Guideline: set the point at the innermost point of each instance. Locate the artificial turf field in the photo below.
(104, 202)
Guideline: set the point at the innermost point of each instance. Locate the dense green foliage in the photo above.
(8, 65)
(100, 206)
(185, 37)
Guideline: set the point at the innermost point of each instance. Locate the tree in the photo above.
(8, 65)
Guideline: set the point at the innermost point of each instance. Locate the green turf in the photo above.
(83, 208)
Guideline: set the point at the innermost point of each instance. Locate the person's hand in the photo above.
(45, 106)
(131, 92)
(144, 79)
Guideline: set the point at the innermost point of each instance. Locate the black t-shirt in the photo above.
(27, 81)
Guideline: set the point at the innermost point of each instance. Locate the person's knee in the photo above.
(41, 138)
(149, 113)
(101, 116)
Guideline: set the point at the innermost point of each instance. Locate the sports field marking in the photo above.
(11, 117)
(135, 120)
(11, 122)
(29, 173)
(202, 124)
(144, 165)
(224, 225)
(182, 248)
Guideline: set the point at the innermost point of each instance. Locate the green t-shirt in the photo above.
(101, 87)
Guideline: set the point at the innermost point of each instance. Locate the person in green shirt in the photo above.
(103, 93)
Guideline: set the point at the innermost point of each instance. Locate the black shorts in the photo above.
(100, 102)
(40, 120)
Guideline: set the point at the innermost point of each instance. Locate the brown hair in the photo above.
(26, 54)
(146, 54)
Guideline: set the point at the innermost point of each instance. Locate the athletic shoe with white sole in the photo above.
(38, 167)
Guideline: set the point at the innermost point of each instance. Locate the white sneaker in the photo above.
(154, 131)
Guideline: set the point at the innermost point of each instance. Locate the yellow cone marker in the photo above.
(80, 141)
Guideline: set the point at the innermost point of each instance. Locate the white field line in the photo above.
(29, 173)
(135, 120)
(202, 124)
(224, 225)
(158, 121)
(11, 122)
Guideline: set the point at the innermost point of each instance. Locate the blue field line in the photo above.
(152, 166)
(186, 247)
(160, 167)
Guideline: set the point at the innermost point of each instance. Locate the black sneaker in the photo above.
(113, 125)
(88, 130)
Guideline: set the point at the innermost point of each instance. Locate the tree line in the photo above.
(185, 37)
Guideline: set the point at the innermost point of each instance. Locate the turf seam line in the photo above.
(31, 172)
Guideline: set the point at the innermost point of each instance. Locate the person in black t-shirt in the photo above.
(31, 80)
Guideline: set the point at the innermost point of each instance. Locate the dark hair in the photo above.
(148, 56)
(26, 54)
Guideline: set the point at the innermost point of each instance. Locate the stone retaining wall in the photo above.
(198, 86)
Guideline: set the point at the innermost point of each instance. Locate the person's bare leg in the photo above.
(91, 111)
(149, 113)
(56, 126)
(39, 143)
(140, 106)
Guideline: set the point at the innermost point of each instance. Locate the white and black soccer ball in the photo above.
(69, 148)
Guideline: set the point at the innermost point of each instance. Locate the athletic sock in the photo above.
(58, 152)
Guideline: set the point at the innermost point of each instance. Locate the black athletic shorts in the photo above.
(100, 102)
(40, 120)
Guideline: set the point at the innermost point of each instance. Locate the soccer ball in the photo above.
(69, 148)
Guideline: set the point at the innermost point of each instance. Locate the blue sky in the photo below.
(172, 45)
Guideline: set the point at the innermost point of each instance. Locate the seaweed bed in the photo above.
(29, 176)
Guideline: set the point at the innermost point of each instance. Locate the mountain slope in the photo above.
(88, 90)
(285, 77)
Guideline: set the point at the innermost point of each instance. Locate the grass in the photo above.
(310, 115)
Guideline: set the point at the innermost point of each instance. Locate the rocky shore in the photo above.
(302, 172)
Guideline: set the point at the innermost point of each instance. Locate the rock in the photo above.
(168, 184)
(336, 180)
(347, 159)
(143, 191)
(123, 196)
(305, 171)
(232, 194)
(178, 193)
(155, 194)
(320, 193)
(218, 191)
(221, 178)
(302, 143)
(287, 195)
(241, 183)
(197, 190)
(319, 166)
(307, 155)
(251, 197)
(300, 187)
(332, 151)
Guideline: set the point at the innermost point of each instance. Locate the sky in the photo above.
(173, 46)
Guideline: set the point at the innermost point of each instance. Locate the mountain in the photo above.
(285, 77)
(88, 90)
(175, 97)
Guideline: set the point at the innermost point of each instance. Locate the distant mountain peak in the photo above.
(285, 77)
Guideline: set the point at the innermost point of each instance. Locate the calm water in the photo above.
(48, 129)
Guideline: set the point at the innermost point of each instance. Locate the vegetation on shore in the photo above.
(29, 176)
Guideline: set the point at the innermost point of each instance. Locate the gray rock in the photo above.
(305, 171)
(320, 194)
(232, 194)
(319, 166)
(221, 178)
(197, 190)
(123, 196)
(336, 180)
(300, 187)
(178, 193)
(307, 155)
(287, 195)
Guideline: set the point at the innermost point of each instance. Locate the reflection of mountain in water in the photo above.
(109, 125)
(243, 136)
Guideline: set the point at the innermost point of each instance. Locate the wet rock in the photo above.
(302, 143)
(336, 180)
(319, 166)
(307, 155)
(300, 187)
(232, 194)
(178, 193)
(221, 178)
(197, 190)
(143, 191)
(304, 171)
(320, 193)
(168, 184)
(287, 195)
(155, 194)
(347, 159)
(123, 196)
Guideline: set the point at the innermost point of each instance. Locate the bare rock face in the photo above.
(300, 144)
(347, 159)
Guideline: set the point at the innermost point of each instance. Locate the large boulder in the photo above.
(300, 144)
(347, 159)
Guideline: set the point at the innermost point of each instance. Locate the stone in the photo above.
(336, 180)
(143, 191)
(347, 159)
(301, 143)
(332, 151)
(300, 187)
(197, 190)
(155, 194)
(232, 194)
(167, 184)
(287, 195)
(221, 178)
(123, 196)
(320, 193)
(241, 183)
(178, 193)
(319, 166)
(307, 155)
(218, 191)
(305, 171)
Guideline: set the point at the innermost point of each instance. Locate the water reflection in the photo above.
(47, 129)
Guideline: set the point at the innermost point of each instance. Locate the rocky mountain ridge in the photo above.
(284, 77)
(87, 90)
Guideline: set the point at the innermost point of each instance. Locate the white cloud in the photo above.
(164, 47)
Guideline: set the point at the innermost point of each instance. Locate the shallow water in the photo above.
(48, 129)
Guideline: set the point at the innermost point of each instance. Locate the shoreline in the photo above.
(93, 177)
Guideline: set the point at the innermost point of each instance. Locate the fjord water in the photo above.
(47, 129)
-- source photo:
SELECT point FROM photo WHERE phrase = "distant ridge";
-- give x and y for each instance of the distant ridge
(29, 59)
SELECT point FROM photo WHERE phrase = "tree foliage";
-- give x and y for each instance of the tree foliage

**Schriftelijke opgave**.
Geef de regels vanaf de regel met "shoreline in the photo above." tot en met de laatste regel volledig opnieuw weer, beide grenzen inbegrepen. Herschaal daarbij elke coördinaat in de antwoorden met een factor 1,05 en rond af op hele getallen, waarbij halven naar boven worden afgerond.

**Antwoord op opgave**.
Guideline: set the point at the innermost point of each instance. Locate the shoreline in the photo above.
(98, 186)
Guideline: set the point at the innermost point of each instance. Locate the fjord water in the photo above.
(49, 135)
-- source photo:
SELECT point FROM photo WHERE phrase = "distant ridge";
-- give x and y for each instance of the distant ridge
(30, 62)
SELECT point FROM photo WHERE phrase = "tree foliage";
-- give x and y for each instance of the tree foliage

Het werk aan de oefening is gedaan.